### Task statement
Extract the data exactly, missing nothing.

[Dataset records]

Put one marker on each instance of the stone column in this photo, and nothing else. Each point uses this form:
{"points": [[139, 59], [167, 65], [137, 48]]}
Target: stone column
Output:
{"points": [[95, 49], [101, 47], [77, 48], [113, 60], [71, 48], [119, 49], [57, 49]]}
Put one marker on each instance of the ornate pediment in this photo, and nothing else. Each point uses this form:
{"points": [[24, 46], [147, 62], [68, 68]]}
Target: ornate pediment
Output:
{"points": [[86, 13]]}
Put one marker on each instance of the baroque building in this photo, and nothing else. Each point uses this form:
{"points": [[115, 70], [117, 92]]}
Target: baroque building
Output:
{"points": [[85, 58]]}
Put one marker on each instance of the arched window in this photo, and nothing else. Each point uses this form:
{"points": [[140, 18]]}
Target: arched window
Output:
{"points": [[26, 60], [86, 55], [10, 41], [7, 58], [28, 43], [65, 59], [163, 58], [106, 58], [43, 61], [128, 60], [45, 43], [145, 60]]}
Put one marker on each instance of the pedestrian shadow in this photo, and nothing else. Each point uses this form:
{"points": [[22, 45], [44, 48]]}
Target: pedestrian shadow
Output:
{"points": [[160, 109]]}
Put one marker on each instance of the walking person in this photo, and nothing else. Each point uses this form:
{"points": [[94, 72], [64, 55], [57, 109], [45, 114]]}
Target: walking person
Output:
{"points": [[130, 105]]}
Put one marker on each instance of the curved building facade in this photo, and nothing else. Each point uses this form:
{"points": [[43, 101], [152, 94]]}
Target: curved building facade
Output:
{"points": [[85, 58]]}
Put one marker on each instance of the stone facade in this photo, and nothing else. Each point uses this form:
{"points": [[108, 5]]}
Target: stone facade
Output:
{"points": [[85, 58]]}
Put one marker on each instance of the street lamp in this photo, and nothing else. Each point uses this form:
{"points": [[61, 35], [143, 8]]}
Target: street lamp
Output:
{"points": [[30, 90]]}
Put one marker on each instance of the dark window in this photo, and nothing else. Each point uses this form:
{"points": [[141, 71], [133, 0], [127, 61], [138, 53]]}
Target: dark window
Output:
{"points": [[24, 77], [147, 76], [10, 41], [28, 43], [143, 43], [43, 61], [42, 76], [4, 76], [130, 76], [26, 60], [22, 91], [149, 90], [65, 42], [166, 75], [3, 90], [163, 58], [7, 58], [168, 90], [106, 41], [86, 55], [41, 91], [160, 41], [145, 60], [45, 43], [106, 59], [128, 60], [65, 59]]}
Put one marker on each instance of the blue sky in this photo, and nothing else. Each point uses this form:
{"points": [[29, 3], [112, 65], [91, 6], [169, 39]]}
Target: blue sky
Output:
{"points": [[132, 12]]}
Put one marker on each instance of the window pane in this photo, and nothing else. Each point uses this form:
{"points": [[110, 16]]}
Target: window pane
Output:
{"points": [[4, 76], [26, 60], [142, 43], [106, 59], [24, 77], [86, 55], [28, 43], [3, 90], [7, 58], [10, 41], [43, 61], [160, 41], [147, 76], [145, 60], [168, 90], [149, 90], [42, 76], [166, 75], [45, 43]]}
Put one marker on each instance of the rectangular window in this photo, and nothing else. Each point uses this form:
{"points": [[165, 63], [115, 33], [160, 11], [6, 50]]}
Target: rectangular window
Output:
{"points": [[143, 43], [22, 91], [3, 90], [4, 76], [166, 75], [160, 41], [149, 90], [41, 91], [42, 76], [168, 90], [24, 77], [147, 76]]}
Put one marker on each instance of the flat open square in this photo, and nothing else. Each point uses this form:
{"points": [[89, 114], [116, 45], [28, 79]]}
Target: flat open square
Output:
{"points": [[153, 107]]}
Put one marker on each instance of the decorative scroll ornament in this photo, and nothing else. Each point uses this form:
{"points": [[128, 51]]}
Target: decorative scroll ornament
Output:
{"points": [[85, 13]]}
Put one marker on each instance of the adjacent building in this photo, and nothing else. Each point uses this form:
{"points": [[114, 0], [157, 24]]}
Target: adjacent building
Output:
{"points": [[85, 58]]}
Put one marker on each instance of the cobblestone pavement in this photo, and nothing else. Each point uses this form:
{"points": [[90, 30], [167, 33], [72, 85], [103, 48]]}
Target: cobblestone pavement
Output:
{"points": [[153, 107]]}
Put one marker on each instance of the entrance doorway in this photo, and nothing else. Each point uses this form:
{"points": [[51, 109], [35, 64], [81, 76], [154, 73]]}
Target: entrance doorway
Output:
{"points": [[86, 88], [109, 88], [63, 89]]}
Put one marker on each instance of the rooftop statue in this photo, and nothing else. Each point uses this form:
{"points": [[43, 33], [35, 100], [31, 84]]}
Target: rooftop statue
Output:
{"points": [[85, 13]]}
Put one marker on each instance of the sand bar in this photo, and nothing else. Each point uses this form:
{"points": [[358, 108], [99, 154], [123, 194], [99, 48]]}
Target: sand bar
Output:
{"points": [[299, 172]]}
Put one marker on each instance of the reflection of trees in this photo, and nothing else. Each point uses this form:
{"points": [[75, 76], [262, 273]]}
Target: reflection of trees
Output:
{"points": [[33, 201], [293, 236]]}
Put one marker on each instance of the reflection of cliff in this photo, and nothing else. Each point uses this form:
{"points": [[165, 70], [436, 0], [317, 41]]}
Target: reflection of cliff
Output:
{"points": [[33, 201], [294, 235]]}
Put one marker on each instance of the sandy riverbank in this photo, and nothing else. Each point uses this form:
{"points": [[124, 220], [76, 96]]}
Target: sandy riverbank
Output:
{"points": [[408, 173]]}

### Exercise solution
Put one marker on each instance of the stone column in this photo, and nothing else. Each point uses this form:
{"points": [[139, 59], [167, 65], [137, 48]]}
Target: stone column
Output:
{"points": [[95, 49], [101, 47], [77, 48], [113, 60], [71, 48], [119, 49], [57, 49]]}
Put one marker on each instance of the ornate pediment in this photo, and nothing else. Each point uses this form:
{"points": [[24, 46], [147, 62], [68, 68]]}
Target: ornate pediment
Output:
{"points": [[86, 13]]}
Put one marker on each instance of the baroque building in this photo, and nothing else. Each point uses this form:
{"points": [[115, 70], [117, 92]]}
Target: baroque building
Output:
{"points": [[85, 58]]}
Put one marker on each instance of the arched window in this photo, and nothing else. Each point uses this form:
{"points": [[140, 18]]}
Target: arched window
Output:
{"points": [[26, 60], [86, 55], [10, 41], [7, 58], [28, 43], [65, 59], [163, 58], [106, 58], [43, 61], [128, 60], [45, 43], [145, 60]]}
Put one marker on each instance of the pedestrian shadow in this photo, and nothing else. Each point uses this form:
{"points": [[22, 45], [44, 48]]}
Target: pedestrian shadow
Output:
{"points": [[160, 109]]}
Put one marker on each instance of the walking person in this photo, and nothing else. Each point uses this form:
{"points": [[94, 72], [64, 55], [57, 109], [45, 114]]}
Target: walking person
Output:
{"points": [[130, 105]]}
Put one marker on each instance of the curved building facade in this photo, and nothing else. Each point uses this form:
{"points": [[43, 101], [152, 94]]}
Target: curved building facade
Output:
{"points": [[85, 58]]}
Put one marker on each instance of the stone facade in this photo, and nothing else. Each point uses this form:
{"points": [[108, 5]]}
Target: stone facade
Output:
{"points": [[85, 58]]}
Put one marker on each instance of the street lamp in this photo, and nothing else. Each point uses this form:
{"points": [[61, 35], [143, 8]]}
Target: street lamp
Output:
{"points": [[30, 90]]}
Put one marker on each instance of the dark window in this photo, and nothing else. Each point uses this form:
{"points": [[141, 71], [133, 0], [127, 61], [138, 53]]}
Target: dark window
Output:
{"points": [[24, 77], [147, 76], [10, 41], [28, 43], [143, 43], [43, 61], [42, 76], [4, 76], [130, 76], [26, 60], [22, 91], [149, 90], [65, 42], [166, 75], [3, 90], [163, 58], [7, 58], [168, 90], [106, 41], [86, 55], [41, 91], [160, 41], [145, 60], [45, 43], [106, 59], [128, 60], [65, 59]]}
Put one marker on each instance of the blue sky in this photo, and nothing else. Each point uses this form:
{"points": [[29, 3], [112, 65], [91, 6], [169, 39]]}
Target: blue sky
Output:
{"points": [[132, 12]]}
Put one marker on each instance of the window pane in this photo, and nothing else. Each point uses this form:
{"points": [[110, 16]]}
Target: window pane
Output:
{"points": [[4, 76], [26, 60], [142, 43], [106, 59], [24, 77], [86, 55], [28, 43], [3, 90], [7, 58], [10, 41], [43, 61], [160, 41], [147, 76], [145, 60], [168, 90], [149, 90], [42, 76], [166, 75], [45, 43]]}
Put one marker on each instance of the rectangular window in this photo, and nothing else. Each point uses this form:
{"points": [[165, 63], [115, 33], [160, 11], [6, 50]]}
Target: rectangular window
Output:
{"points": [[143, 43], [22, 91], [3, 90], [4, 76], [166, 75], [160, 41], [149, 90], [41, 91], [42, 76], [168, 90], [24, 77], [147, 76]]}
Put one marker on each instance of the flat open square in this photo, and nothing else. Each point uses this form:
{"points": [[89, 114], [116, 45], [28, 79]]}
Target: flat open square
Output:
{"points": [[153, 107]]}
Put one marker on each instance of the decorative scroll ornament in this photo, and nothing else. Each point uses this form:
{"points": [[128, 51]]}
Target: decorative scroll ornament
Output:
{"points": [[85, 13]]}
Put one marker on each instance of the adjacent building in this photo, and nothing else. Each point uses this form:
{"points": [[114, 0], [157, 24]]}
Target: adjacent building
Output:
{"points": [[85, 58]]}
Put one marker on each instance of the cobblestone pavement in this photo, and nothing else. Each point uses this form:
{"points": [[90, 30], [167, 33], [72, 85], [103, 48]]}
Target: cobblestone pavement
Output:
{"points": [[153, 107]]}
Put one marker on each instance of the entrance doorway in this photo, and nothing else. Each point uses this form:
{"points": [[51, 109], [35, 64], [81, 76], [154, 73]]}
Target: entrance doorway
Output:
{"points": [[86, 88], [109, 88], [63, 89]]}
Put one marker on each instance of the rooftop statue in this photo, and nothing else. Each point uses this form:
{"points": [[43, 33], [35, 100], [31, 84]]}
Target: rooftop statue
Output:
{"points": [[85, 13]]}
Put one marker on each instance of the sand bar in this photo, and nothing else. Each point uses this form:
{"points": [[358, 108], [99, 154], [123, 194], [99, 48]]}
Target: sand bar
Output:
{"points": [[299, 172]]}
Put one marker on each instance of the reflection of trees in this photo, and nothing else. Each point uses this form:
{"points": [[75, 76], [262, 273]]}
Target: reflection of trees
Output:
{"points": [[33, 201], [293, 236]]}
Put one marker on each instance of the reflection of cliff in this photo, and nothing else. Each point uses this form:
{"points": [[165, 70], [436, 0], [317, 41]]}
Target: reflection of cliff
Output:
{"points": [[33, 201], [294, 235]]}
Put one marker on each instance of the sandy riverbank in this photo, and nothing else. Each point uses this form:
{"points": [[124, 220], [76, 96]]}
Target: sandy riverbank
Output:
{"points": [[408, 173]]}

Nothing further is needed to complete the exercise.